_What needs to be done_
All of the entries must appear again exactly as written.

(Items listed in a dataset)
Content starts
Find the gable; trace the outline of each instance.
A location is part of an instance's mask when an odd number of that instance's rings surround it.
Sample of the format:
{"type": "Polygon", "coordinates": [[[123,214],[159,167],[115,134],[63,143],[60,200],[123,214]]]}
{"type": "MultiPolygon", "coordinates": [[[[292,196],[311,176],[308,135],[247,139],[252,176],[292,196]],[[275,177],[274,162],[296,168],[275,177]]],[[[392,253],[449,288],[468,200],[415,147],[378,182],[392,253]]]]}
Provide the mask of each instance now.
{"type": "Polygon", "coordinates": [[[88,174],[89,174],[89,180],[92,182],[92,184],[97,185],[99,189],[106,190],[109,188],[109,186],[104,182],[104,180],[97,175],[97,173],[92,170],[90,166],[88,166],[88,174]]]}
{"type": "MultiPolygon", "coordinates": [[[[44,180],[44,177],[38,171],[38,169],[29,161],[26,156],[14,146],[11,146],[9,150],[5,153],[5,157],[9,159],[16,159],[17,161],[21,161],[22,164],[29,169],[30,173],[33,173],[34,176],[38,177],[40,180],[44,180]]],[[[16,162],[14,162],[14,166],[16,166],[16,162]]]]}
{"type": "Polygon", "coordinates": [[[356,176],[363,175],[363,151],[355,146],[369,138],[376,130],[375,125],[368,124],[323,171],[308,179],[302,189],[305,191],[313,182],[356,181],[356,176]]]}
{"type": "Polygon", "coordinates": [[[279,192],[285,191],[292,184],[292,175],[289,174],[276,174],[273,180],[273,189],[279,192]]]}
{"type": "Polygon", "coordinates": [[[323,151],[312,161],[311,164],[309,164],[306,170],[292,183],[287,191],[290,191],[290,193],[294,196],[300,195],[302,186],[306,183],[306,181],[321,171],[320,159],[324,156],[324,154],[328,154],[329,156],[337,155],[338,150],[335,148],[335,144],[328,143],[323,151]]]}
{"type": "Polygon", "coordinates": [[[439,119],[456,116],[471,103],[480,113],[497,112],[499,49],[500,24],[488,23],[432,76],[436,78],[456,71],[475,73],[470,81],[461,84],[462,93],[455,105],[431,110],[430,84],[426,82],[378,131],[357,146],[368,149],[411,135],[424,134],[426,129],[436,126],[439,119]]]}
Content ends
_Exercise answer_
Find the gable; trace the outline of each instance.
A location is part of an instance's mask when an odd number of that instance's rings surround it.
Sample of the format:
{"type": "Polygon", "coordinates": [[[123,214],[159,167],[115,134],[63,143],[60,200],[123,214]]]}
{"type": "MultiPolygon", "coordinates": [[[[292,196],[311,176],[308,135],[247,139],[252,176],[292,196]],[[275,177],[274,162],[296,168],[275,177]]],[[[392,253],[449,288],[468,200],[415,147],[378,182],[392,253]]]]}
Provide the mask of each instance now.
{"type": "Polygon", "coordinates": [[[88,174],[89,174],[89,180],[92,182],[92,184],[97,185],[99,189],[106,190],[109,188],[109,186],[104,182],[104,180],[97,175],[97,173],[92,170],[90,166],[88,166],[88,174]]]}
{"type": "MultiPolygon", "coordinates": [[[[44,180],[44,177],[38,171],[38,169],[29,161],[26,156],[14,146],[11,146],[9,150],[5,153],[5,157],[9,159],[16,159],[17,161],[21,161],[22,164],[29,169],[30,173],[33,173],[34,176],[38,177],[40,180],[44,180]]],[[[16,162],[14,162],[14,166],[16,166],[16,162]]]]}
{"type": "Polygon", "coordinates": [[[356,176],[363,175],[363,151],[355,146],[369,138],[376,130],[375,125],[368,124],[323,171],[308,179],[302,189],[305,191],[313,182],[356,181],[356,176]]]}
{"type": "Polygon", "coordinates": [[[279,192],[285,191],[292,184],[292,175],[289,174],[276,174],[273,180],[273,189],[279,192]]]}
{"type": "Polygon", "coordinates": [[[323,151],[312,161],[311,164],[309,164],[306,170],[292,183],[287,191],[290,191],[290,193],[294,196],[300,195],[302,186],[306,183],[306,181],[321,171],[320,159],[324,156],[324,154],[328,154],[329,156],[337,155],[338,150],[335,148],[335,144],[328,143],[323,151]]]}
{"type": "Polygon", "coordinates": [[[439,119],[456,116],[471,103],[480,113],[497,112],[499,49],[500,24],[488,23],[432,76],[436,78],[456,71],[475,73],[470,81],[461,84],[462,93],[455,105],[431,110],[430,84],[426,82],[378,131],[357,146],[368,149],[411,135],[424,134],[426,129],[436,126],[439,119]]]}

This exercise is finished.